▶ [Requirements]: Extract the lines from the entries below without altering them, beginning at the line that contains "Could you please indicate the patterned" and continuing through the end of the entries.

▶ [Point placement entries]:
(begin)

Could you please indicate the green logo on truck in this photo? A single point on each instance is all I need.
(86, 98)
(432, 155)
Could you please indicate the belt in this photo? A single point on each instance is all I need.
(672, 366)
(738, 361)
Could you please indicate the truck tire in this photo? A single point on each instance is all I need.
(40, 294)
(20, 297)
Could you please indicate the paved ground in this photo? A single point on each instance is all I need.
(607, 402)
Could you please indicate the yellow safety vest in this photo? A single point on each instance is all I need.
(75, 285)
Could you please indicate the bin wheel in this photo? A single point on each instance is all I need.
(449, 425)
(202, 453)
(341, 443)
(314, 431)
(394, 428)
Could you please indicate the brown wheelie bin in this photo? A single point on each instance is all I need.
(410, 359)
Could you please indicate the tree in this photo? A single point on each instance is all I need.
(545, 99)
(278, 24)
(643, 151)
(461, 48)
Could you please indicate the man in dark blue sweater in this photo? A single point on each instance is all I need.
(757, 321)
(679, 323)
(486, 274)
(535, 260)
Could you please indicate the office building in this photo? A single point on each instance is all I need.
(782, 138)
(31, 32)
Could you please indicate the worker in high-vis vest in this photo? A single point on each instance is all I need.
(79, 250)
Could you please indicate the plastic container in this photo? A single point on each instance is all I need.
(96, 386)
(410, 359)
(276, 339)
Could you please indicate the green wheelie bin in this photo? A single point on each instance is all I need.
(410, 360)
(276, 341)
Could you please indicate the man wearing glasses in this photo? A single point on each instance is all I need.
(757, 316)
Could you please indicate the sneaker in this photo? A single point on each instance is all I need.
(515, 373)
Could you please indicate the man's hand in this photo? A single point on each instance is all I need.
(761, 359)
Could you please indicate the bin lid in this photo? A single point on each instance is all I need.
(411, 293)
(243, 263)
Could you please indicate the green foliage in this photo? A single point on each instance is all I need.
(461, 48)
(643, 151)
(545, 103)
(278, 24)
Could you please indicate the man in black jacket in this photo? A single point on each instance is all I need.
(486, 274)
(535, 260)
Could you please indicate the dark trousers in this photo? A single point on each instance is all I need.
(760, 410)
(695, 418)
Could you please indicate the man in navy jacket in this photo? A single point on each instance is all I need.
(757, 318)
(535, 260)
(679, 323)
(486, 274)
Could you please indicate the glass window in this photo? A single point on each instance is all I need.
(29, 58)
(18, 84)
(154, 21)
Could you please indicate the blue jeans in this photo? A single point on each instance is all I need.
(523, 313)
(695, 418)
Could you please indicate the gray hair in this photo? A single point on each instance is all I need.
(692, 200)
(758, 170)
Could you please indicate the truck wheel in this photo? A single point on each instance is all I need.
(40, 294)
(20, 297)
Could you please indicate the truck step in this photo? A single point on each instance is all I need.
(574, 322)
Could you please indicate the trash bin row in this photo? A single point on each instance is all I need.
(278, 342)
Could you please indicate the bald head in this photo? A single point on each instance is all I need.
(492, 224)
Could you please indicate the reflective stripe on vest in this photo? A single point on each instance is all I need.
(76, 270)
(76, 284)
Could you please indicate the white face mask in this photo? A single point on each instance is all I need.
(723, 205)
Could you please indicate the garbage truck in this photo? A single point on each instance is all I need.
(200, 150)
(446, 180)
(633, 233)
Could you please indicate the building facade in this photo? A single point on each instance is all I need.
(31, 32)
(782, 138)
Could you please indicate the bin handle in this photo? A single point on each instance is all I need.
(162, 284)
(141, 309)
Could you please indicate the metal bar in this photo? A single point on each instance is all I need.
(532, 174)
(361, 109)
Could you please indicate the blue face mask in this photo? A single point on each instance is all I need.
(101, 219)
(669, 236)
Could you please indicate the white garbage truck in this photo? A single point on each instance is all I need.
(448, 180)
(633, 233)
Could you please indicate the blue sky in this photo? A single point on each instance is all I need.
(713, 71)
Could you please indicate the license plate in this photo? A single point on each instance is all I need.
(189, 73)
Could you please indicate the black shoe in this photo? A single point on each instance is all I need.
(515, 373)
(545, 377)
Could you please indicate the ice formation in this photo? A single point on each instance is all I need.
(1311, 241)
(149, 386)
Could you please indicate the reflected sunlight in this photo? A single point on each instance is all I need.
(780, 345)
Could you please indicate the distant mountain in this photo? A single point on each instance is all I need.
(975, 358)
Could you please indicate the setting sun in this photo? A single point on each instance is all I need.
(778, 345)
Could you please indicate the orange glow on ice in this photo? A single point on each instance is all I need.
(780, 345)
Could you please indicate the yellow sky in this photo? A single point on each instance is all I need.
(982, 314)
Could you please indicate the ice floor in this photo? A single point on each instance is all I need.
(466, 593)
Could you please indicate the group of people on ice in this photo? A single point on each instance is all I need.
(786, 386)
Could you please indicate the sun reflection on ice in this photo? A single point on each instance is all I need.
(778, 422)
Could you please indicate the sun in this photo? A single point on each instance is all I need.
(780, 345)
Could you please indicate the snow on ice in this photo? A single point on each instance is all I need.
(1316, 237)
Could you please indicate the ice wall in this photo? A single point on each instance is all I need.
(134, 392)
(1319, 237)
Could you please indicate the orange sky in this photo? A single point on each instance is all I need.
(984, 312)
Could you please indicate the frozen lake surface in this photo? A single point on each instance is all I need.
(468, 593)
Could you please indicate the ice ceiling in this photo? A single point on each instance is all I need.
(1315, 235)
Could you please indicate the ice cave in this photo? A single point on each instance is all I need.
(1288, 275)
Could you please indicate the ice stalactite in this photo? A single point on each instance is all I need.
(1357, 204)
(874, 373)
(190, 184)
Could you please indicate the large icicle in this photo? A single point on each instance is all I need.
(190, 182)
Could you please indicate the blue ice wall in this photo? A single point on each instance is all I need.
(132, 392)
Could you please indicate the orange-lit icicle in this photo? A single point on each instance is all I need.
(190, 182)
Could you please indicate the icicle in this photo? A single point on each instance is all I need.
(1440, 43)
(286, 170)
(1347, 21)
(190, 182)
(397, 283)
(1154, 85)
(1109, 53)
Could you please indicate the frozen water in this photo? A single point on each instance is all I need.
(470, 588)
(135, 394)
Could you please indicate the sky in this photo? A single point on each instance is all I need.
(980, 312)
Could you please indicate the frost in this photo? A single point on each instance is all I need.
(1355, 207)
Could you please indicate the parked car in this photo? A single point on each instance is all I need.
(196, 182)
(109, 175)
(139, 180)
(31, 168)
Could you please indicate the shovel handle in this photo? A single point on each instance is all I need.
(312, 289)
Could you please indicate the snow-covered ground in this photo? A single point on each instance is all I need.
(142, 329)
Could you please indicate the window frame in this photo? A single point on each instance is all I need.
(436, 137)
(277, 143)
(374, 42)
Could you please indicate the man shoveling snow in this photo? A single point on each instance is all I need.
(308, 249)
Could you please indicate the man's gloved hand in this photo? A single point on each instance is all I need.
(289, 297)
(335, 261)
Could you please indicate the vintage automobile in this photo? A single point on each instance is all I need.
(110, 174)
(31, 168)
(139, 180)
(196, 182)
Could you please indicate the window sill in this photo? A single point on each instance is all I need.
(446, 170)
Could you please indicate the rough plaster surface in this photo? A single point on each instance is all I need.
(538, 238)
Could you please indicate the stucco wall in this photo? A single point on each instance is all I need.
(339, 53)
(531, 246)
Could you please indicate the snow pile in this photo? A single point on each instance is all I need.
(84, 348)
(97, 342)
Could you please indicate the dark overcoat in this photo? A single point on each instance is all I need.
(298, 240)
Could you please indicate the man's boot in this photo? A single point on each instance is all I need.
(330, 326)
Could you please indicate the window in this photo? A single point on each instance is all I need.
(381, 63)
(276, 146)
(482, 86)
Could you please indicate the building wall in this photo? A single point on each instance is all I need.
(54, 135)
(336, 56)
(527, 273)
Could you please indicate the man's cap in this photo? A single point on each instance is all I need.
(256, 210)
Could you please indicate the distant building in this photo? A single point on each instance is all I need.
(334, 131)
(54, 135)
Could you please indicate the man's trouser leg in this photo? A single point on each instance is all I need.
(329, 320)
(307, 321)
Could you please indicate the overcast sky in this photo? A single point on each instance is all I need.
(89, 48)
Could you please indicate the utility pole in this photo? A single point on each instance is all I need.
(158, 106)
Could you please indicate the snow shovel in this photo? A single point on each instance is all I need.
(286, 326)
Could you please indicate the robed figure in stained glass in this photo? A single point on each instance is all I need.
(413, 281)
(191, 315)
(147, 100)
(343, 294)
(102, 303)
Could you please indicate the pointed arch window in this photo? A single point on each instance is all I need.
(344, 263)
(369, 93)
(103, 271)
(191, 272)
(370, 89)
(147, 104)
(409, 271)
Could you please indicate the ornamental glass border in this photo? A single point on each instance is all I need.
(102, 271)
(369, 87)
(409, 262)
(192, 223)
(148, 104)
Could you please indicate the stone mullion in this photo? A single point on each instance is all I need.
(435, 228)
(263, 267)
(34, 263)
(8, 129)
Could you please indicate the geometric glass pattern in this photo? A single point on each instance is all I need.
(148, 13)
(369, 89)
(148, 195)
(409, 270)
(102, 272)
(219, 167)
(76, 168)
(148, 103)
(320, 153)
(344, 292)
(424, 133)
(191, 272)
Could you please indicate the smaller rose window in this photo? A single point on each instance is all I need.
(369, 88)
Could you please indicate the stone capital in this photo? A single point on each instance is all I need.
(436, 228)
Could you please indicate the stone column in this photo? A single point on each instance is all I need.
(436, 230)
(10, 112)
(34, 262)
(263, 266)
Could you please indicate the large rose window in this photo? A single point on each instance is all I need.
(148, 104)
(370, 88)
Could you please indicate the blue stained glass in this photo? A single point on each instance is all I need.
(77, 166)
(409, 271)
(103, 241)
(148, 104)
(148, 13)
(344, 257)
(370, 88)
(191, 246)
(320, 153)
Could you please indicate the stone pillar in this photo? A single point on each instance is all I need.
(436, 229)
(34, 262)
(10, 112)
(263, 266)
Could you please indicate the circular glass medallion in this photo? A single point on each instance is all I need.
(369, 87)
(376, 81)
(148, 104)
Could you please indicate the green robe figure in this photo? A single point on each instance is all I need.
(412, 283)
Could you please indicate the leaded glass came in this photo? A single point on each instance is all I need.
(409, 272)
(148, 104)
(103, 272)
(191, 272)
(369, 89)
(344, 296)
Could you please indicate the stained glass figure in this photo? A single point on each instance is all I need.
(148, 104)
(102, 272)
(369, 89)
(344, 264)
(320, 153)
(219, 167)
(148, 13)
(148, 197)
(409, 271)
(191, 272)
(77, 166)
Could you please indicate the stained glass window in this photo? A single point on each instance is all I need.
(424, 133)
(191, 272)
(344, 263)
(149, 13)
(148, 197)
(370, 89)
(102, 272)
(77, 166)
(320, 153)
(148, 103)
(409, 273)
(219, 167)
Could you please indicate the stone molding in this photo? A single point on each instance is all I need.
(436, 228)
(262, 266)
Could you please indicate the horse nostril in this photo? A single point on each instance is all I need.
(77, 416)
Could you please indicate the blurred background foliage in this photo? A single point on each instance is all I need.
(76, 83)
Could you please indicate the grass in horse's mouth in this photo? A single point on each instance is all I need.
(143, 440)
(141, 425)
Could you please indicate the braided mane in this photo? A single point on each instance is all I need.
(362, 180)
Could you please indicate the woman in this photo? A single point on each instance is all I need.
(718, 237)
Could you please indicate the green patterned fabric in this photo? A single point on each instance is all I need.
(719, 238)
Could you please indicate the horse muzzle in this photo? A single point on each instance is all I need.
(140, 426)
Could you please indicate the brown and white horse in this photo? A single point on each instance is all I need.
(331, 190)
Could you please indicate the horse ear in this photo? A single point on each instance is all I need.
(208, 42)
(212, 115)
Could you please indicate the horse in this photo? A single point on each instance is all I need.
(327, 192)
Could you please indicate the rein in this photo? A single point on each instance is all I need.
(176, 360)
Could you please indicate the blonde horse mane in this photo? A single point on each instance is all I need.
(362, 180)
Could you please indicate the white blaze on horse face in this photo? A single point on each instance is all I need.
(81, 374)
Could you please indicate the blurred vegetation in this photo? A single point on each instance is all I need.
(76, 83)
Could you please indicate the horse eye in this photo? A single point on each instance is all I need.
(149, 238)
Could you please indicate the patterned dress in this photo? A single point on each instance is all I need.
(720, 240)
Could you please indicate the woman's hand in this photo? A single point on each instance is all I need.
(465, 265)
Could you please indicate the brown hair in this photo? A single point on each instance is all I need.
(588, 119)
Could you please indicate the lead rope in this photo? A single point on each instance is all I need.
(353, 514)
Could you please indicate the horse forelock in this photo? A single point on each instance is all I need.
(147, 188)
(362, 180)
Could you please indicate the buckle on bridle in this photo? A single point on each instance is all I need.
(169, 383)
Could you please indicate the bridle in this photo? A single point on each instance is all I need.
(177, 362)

(end)

▶ [The result]:
Could you please indicate the patterned dress in this photo? A single point on each instance is all I need.
(720, 240)
Could you please indicate the woman's hand in this photo? A single point on each instance is all I need.
(465, 265)
Could you please indicate the brown hair in this photo? A single point on each instance is all I need.
(588, 119)
Could you please indicate the lead rope in this photo? A single point on each instance is all I need.
(353, 514)
Could you please indicate the horse forelock in this photo? A single point on each instance is all I need.
(147, 188)
(362, 180)
Could you please indicate the buckle on bridle in this photo? A single point on each instance is all I need.
(169, 383)
Could you please indicate the bridle in this photo? A single point on each instance is all I need.
(177, 362)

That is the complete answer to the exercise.